• **Document text**
------

My ten-year-old is wearing his Spiderman pajamas, robe and slippers. His shampooed hair is combed forward and comes to a slamming halt at the top of his forehead at which point the hair blasts skyward. So as to smooth any rough edges, he has pushed down the tips of the hair wall to a curl that resembles the top half of a question mark. Lately he's found an answer to that unruly bit of hair up front, known in French as 'une méche rebelle,' a rebel lock.
My son's hair smells like peaches, though I imagine that if "basketball" was a scent one could bottle, he'd have preferred that in his shampoo instead of péche.*
"Max. Can you help me record a word for tomorrow?" I say, my nose buried in the sweet-scented question mark above his brow.
"Bien sûr, maman."*
"Do you know the word émeute?"
"No, but I've heard of it." After some thought, he cautions, "but if you don't know it, you shouldn't write about it."

------

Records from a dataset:
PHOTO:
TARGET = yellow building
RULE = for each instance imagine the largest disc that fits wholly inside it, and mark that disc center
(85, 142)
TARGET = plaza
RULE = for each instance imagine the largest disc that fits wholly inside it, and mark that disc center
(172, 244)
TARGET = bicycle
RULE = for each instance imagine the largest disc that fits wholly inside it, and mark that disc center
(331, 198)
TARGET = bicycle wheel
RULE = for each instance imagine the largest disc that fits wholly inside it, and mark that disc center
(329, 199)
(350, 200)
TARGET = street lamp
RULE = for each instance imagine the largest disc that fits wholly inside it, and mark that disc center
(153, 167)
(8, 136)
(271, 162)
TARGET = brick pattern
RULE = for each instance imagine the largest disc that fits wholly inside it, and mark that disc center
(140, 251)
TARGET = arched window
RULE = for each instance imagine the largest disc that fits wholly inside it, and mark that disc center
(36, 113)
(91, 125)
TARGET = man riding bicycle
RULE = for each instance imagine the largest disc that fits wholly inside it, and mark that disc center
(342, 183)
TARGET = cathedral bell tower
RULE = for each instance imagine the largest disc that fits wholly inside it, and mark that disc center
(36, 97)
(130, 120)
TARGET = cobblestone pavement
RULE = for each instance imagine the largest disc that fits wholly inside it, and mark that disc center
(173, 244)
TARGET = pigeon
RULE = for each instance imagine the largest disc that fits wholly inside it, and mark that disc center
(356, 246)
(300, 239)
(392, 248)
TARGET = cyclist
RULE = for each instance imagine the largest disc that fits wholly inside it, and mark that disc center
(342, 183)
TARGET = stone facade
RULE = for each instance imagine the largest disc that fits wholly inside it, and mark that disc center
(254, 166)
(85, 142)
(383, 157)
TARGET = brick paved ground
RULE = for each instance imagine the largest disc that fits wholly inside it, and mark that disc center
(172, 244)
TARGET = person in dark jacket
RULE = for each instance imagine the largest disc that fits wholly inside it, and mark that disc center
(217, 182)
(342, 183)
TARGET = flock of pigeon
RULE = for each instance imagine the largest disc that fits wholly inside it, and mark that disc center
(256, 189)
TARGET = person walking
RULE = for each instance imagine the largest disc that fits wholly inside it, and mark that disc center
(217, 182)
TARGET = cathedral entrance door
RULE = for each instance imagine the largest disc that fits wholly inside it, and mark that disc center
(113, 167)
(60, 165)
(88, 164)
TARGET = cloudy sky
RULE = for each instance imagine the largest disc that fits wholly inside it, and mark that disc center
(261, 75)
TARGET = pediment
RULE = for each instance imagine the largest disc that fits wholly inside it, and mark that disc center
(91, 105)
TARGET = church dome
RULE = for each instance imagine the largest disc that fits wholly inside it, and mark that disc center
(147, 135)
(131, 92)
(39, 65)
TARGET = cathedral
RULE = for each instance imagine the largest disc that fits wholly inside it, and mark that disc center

------

• **Tasks to carry out**
1. Rewrite the paragraph beginning "My ten-year-old is wearing" from the excerpt about the son's hair as a shorter version that keeps its main facts.
2. Reproduce word for word everything in the excerpt about the son's hair from "My son's hair" down to "above his brow.".

• **Results for the exercise**
1. The ten-year-old wears Spiderman pajamas, a robe and slippers. His shampooed hair is combed forward, stops abruptly at the top of his forehead and shoots upward. To smooth the rough edges, he has pushed the tips down into a curl like the top half of a question mark. He has recently found an answer to this unruly front section, called in French 'une méche rebelle,' a rebel lock.

2.
My son's hair smells like peaches, though I imagine that if "basketball" was a scent one could bottle, he'd have preferred that in his shampoo instead of péche.*
"Max. Can you help me record a word for tomorrow?" I say, my nose buried in the sweet-scented question mark above his brow.